» **Texto seleccionado**:
Todos lo hemos pensado. Las consecuencias de la pandemia causada por el coronavirus nos recuerdan la importancia de reflexionar sobre nuestra voluntad y deseos ante una enfermedad o fatalidad. Ineludiblemente, ese agobiante pero necesario ejercicio de planificación implica analizar cuáles bienes conforman nuestro patrimonio, cómo quisiéramos que éste sea administrado cuando ya no tengamos la capacidad de hacerlo y, ante el indudable deceso, entre quiénes y de qué forma nos gustaría distribuirlo. Producto de esa reflexión, resulta indispensable documentar nuestra voluntad mediante los instrumentos legales correspondientes.

Ante la inexistencia de una disposición concreta del dueño del patrimonio, la legislación costarricense dispone de normas que regulan los procesos de sucesión. Sin embargo, esas disposiciones podrían no ajustarse a nuestros intereses o realidad, ocasionar problemas intrafamiliares e implicar una serie de procedimientos judiciales que podrían retrasar el proceso de distribución y acceso de bienes. Esto, en algunos casos, podría dificultar la manutención no sólo del dueño del patrimonio, sino también de todas aquellas personas que dependen de ese sustento económico.

» **Entradas mostradas**:
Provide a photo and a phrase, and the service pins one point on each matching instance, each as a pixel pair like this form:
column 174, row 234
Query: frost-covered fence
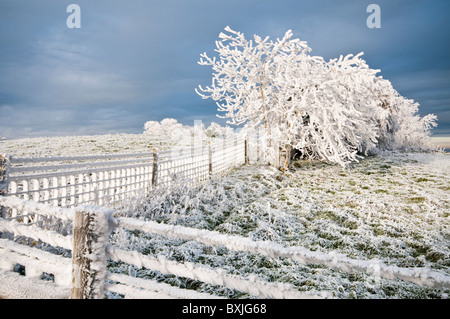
column 108, row 180
column 35, row 240
column 72, row 246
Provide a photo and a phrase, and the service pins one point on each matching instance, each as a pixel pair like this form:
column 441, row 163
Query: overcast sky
column 134, row 61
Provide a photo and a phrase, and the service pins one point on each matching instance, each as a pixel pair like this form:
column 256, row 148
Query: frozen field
column 394, row 207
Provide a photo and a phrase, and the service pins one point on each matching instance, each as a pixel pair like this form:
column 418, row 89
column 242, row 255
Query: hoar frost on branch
column 332, row 111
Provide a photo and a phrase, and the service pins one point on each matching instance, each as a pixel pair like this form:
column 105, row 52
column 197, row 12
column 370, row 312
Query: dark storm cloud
column 134, row 61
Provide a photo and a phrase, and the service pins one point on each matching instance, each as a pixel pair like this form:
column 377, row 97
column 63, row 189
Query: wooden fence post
column 155, row 169
column 210, row 159
column 4, row 174
column 90, row 237
column 246, row 150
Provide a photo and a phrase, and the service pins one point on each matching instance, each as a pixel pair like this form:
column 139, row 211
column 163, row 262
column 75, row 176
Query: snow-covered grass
column 83, row 145
column 393, row 207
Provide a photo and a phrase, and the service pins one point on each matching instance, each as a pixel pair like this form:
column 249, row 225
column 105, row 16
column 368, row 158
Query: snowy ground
column 393, row 207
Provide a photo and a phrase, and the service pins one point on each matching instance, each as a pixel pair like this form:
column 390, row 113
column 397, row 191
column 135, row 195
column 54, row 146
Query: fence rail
column 107, row 180
column 85, row 272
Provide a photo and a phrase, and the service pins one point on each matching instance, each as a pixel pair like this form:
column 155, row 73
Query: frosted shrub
column 332, row 111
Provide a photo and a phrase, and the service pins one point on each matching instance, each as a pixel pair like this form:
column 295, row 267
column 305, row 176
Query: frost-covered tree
column 331, row 110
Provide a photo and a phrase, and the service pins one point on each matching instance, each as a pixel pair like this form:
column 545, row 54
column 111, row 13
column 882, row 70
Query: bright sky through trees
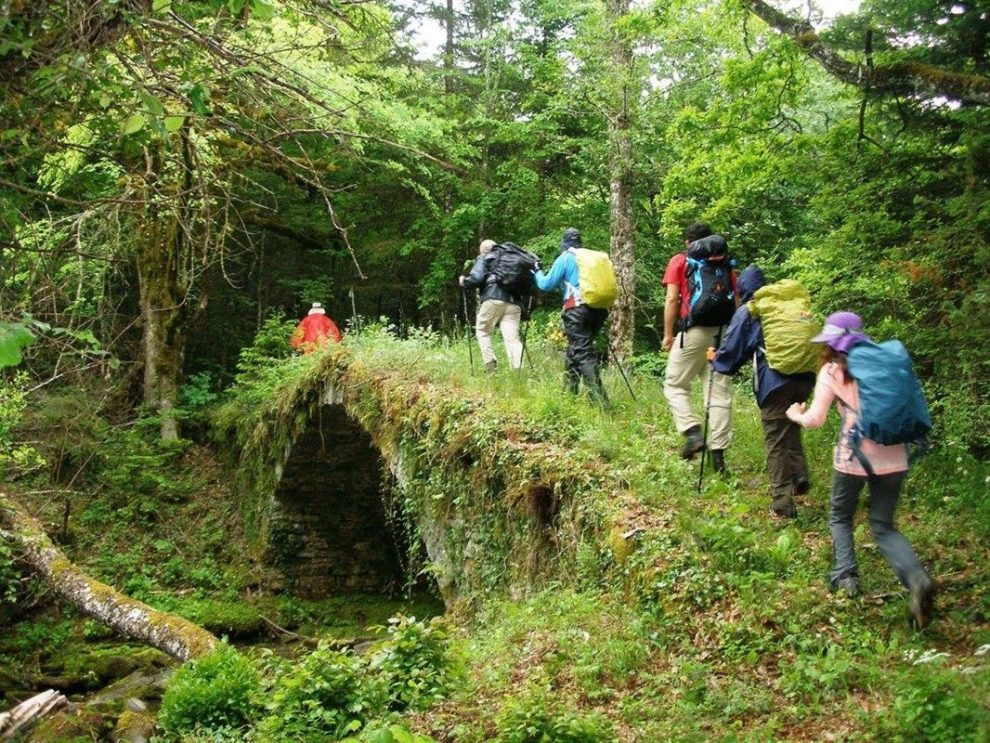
column 429, row 34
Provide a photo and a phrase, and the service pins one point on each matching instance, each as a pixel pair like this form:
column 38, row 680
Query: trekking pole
column 468, row 323
column 354, row 318
column 625, row 379
column 708, row 410
column 522, row 333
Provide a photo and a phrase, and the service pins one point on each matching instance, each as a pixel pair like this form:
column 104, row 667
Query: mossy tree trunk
column 623, row 225
column 169, row 633
column 162, row 316
column 175, row 246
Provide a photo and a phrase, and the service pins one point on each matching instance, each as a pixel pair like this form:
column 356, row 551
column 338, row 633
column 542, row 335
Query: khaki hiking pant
column 507, row 316
column 685, row 363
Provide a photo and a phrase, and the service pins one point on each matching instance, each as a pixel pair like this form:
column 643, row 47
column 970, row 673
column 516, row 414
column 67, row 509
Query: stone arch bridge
column 354, row 477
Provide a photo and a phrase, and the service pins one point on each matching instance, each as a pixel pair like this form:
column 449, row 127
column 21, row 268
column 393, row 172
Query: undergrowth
column 605, row 592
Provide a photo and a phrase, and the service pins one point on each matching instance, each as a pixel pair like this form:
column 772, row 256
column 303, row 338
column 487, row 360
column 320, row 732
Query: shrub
column 215, row 694
column 535, row 717
column 326, row 696
column 415, row 661
column 936, row 707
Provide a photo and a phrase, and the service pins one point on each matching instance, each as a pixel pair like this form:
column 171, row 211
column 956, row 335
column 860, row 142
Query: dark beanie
column 571, row 239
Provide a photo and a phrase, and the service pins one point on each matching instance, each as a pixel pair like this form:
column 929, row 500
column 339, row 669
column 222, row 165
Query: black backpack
column 513, row 269
column 711, row 297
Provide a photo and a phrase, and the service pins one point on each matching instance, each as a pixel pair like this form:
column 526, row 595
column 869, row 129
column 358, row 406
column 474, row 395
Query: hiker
column 689, row 328
column 775, row 390
column 581, row 322
column 314, row 330
column 889, row 465
column 498, row 307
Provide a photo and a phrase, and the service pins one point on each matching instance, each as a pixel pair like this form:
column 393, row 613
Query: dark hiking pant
column 782, row 437
column 884, row 494
column 581, row 325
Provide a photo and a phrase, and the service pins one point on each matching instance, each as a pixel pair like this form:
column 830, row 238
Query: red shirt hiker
column 314, row 330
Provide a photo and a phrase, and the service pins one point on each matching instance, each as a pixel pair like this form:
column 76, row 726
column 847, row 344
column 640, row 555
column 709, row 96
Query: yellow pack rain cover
column 597, row 278
column 784, row 311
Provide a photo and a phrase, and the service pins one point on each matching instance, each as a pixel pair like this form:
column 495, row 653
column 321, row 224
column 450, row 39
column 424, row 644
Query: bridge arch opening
column 329, row 530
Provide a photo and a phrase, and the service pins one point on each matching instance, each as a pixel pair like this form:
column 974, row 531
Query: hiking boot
column 693, row 442
column 922, row 600
column 717, row 458
column 783, row 511
column 849, row 586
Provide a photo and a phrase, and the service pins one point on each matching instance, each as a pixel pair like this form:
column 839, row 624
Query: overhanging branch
column 914, row 78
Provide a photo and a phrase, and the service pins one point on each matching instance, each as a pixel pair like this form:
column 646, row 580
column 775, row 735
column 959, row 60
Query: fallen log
column 172, row 634
column 25, row 713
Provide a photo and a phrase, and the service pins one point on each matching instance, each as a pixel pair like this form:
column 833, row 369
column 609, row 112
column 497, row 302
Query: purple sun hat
column 842, row 331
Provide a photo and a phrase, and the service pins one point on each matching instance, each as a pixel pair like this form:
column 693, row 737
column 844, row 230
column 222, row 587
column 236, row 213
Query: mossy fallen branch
column 169, row 633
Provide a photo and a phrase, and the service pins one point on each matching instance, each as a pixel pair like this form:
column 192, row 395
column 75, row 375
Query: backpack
column 784, row 312
column 892, row 408
column 513, row 269
column 711, row 298
column 596, row 278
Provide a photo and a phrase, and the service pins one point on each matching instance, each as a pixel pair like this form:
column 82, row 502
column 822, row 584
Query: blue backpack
column 892, row 407
column 712, row 299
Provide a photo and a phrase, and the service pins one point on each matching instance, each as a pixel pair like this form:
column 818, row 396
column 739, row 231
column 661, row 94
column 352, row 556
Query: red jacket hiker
column 314, row 330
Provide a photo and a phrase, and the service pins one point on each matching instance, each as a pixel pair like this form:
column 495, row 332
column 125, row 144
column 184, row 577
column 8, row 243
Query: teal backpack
column 892, row 408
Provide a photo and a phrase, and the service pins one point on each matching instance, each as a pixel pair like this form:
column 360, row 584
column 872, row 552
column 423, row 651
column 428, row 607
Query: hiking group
column 714, row 323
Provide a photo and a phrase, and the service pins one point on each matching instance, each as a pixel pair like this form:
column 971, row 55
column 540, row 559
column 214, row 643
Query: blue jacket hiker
column 581, row 323
column 743, row 343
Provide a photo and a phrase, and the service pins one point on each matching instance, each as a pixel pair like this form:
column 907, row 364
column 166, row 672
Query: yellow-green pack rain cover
column 784, row 311
column 597, row 278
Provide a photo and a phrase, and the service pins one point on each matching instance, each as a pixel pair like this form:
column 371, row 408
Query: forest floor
column 717, row 623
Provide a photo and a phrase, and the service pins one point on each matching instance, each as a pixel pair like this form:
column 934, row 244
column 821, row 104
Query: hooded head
column 570, row 239
column 749, row 281
column 842, row 331
column 696, row 231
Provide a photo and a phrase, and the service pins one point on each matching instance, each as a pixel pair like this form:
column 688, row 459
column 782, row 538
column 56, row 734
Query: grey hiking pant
column 884, row 493
column 782, row 437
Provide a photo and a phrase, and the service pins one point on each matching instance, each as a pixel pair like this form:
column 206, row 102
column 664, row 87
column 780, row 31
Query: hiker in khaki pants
column 498, row 307
column 688, row 348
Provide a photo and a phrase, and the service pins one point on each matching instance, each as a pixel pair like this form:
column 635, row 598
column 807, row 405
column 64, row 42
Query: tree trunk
column 164, row 341
column 448, row 49
column 623, row 225
column 171, row 634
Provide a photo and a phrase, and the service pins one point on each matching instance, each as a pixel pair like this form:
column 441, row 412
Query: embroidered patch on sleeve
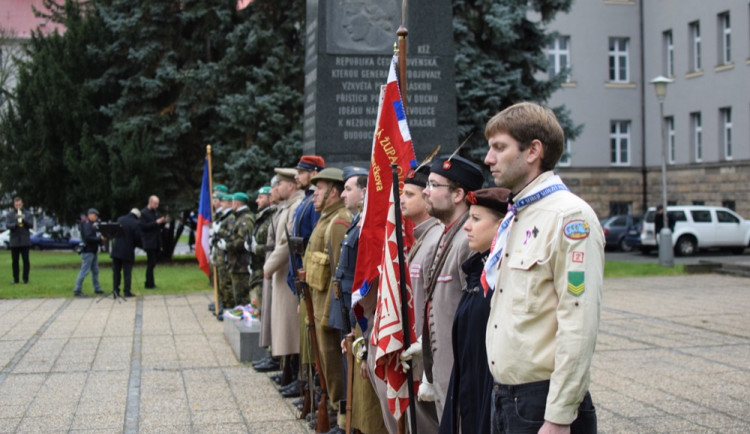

» **Tarea a realizar**: ¿Cómo seguiría el texto sobre la planificación del patrimonio y la sucesión? Continúalo a partir de su última oración. El listado no interviene en esto.

» **Espacio de respuesta**:
El ordenamiento jurídico de Costa Rica prevé la posibilidad de implementar estructuras de sucesión que permitan disponer del patrimonio de una forma más flexible, rápida y acorde a nuestras intenciones. Si bien existen algunas excepciones, estas estructuras, contrario la creencia popular, pueden ser modificadas en cualquier momento, en el tanto el dueño del patrimonio se encuentre en el pleno uso de sus capacidades.

En algunos casos, el ya conocido testamento es una alternativa rápida y sencilla de planificación sucesoria. Sin embargo, otros vehículos tales el fideicomiso testamentario y la fundación de interés privado panameña, permiten un resguardo más estricto de confidencialidad, así como mayor flexibilidad.